● Given problem:
Copy each of the entries below word for word, without changing anything.

● Exercise material:
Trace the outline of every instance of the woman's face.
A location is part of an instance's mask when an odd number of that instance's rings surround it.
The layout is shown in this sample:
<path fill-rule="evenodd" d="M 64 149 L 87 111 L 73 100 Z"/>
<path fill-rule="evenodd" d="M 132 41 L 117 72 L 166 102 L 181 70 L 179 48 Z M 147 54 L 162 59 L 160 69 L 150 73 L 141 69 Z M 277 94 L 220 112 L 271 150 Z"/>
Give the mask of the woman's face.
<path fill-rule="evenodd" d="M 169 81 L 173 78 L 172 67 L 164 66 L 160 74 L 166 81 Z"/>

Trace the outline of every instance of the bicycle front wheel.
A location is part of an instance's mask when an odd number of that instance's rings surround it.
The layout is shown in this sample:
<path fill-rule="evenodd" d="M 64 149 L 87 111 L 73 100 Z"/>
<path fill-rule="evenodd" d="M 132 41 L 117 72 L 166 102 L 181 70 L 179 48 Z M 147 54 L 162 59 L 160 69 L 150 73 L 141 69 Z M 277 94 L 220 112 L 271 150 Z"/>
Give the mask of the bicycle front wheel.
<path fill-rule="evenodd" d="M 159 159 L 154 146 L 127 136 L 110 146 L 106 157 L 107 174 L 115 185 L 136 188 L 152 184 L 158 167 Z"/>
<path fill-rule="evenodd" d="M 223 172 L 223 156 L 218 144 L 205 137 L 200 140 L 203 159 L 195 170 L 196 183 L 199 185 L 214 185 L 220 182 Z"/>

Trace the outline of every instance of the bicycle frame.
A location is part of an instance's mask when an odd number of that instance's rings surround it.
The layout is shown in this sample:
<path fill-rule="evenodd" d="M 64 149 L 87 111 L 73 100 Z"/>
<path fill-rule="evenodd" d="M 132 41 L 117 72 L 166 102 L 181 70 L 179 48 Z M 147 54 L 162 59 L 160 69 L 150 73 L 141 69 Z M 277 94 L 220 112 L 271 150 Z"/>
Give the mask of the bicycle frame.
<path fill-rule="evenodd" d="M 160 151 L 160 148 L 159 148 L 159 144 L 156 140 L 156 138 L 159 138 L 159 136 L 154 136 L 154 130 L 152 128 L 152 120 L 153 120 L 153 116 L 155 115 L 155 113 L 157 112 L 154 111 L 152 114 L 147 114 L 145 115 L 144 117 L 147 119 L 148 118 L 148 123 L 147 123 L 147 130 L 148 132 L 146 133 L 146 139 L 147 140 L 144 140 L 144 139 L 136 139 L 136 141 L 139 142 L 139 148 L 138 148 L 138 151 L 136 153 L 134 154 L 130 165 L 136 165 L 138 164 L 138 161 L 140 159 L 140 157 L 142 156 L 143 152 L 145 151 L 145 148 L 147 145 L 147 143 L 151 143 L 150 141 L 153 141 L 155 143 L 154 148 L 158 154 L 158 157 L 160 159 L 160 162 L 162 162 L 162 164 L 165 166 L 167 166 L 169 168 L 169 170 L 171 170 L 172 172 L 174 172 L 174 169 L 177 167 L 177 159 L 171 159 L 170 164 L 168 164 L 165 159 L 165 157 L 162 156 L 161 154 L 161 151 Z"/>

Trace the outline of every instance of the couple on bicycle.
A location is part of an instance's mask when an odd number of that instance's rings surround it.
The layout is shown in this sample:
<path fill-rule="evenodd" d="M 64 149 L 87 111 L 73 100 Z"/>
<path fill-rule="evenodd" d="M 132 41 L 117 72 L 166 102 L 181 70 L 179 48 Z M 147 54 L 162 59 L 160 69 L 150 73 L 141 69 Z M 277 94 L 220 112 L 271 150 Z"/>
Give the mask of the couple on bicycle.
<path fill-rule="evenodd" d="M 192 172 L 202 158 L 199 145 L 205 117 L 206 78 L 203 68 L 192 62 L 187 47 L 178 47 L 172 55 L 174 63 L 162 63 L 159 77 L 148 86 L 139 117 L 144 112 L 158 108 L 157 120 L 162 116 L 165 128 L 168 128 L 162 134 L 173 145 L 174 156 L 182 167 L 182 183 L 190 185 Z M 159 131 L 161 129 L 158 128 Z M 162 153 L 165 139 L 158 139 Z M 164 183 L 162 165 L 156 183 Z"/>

● Correct output:
Trace the outline of every instance of the woman's face.
A location is part of an instance's mask when an odd number of that instance's rings surround it.
The layout is shown in this sample:
<path fill-rule="evenodd" d="M 64 149 L 87 111 L 73 100 Z"/>
<path fill-rule="evenodd" d="M 132 41 L 117 72 L 166 102 L 181 70 L 179 48 Z M 147 54 L 162 59 L 160 69 L 150 73 L 141 69 Z M 277 94 L 220 112 L 271 150 Z"/>
Give the mask of the woman's face.
<path fill-rule="evenodd" d="M 169 81 L 173 78 L 172 67 L 164 66 L 160 74 L 166 81 Z"/>

Trace the outline of every instance of the bicycle front wheel.
A location is part of an instance's mask when an odd number of that instance's rings surround it.
The layout is shown in this sample:
<path fill-rule="evenodd" d="M 64 149 L 87 111 L 73 100 Z"/>
<path fill-rule="evenodd" d="M 132 41 L 117 72 L 166 102 L 181 70 L 179 48 Z M 147 54 L 162 59 L 160 69 L 150 73 L 141 69 Z M 277 94 L 220 112 L 271 150 Z"/>
Give the mask of the bicycle front wheel.
<path fill-rule="evenodd" d="M 159 159 L 154 146 L 127 136 L 110 146 L 106 157 L 107 174 L 115 185 L 136 188 L 152 184 L 158 167 Z"/>
<path fill-rule="evenodd" d="M 223 172 L 223 156 L 218 144 L 205 137 L 200 140 L 203 159 L 195 170 L 196 183 L 199 185 L 214 185 L 220 182 Z"/>

Trace the outline of every instance of the bicycle frame.
A location is part of an instance's mask when an odd number of that instance's rings surround it.
The layout is shown in this sample:
<path fill-rule="evenodd" d="M 64 149 L 87 111 L 73 100 Z"/>
<path fill-rule="evenodd" d="M 132 41 L 117 72 L 166 102 L 181 70 L 179 48 Z M 147 54 L 162 59 L 160 69 L 150 73 L 141 69 Z M 277 94 L 220 112 L 271 150 Z"/>
Give the mask of the bicycle frame.
<path fill-rule="evenodd" d="M 160 151 L 160 148 L 159 148 L 159 144 L 156 140 L 156 138 L 159 138 L 159 136 L 154 136 L 154 130 L 152 128 L 152 120 L 153 120 L 153 116 L 155 115 L 155 113 L 157 112 L 154 111 L 152 114 L 147 114 L 145 115 L 144 117 L 147 119 L 148 118 L 148 123 L 147 123 L 147 130 L 148 132 L 146 133 L 146 139 L 147 140 L 144 140 L 144 139 L 136 139 L 136 141 L 139 142 L 139 148 L 138 148 L 138 151 L 136 153 L 134 154 L 130 165 L 136 165 L 138 164 L 138 161 L 140 159 L 140 157 L 142 156 L 143 152 L 145 151 L 145 148 L 147 145 L 147 143 L 151 143 L 150 141 L 153 141 L 155 143 L 154 148 L 158 154 L 158 157 L 160 159 L 160 162 L 162 162 L 162 164 L 165 166 L 167 166 L 169 168 L 169 170 L 171 170 L 172 172 L 174 172 L 174 169 L 177 167 L 177 159 L 171 159 L 170 164 L 168 164 L 165 159 L 165 157 L 162 156 L 161 154 L 161 151 Z"/>

Trace the outline of every instance of the couple on bicycle.
A location is part of an instance's mask when an odd number of that instance's rings surround it.
The layout is shown in this sample:
<path fill-rule="evenodd" d="M 64 149 L 87 111 L 73 100 Z"/>
<path fill-rule="evenodd" d="M 132 41 L 117 72 L 166 102 L 181 70 L 179 48 Z M 147 54 L 162 59 L 160 69 L 150 73 L 141 69 Z M 277 94 L 220 112 L 271 150 Z"/>
Give the mask of the couple on bicycle.
<path fill-rule="evenodd" d="M 192 172 L 202 158 L 199 145 L 205 117 L 206 78 L 203 68 L 192 62 L 187 47 L 178 47 L 172 55 L 174 63 L 162 63 L 159 77 L 148 86 L 139 117 L 144 112 L 158 108 L 157 120 L 162 116 L 165 128 L 168 128 L 162 134 L 173 145 L 174 156 L 182 167 L 182 183 L 190 185 Z M 159 131 L 161 129 L 158 128 Z M 162 153 L 165 139 L 158 139 Z M 164 183 L 162 165 L 156 183 Z"/>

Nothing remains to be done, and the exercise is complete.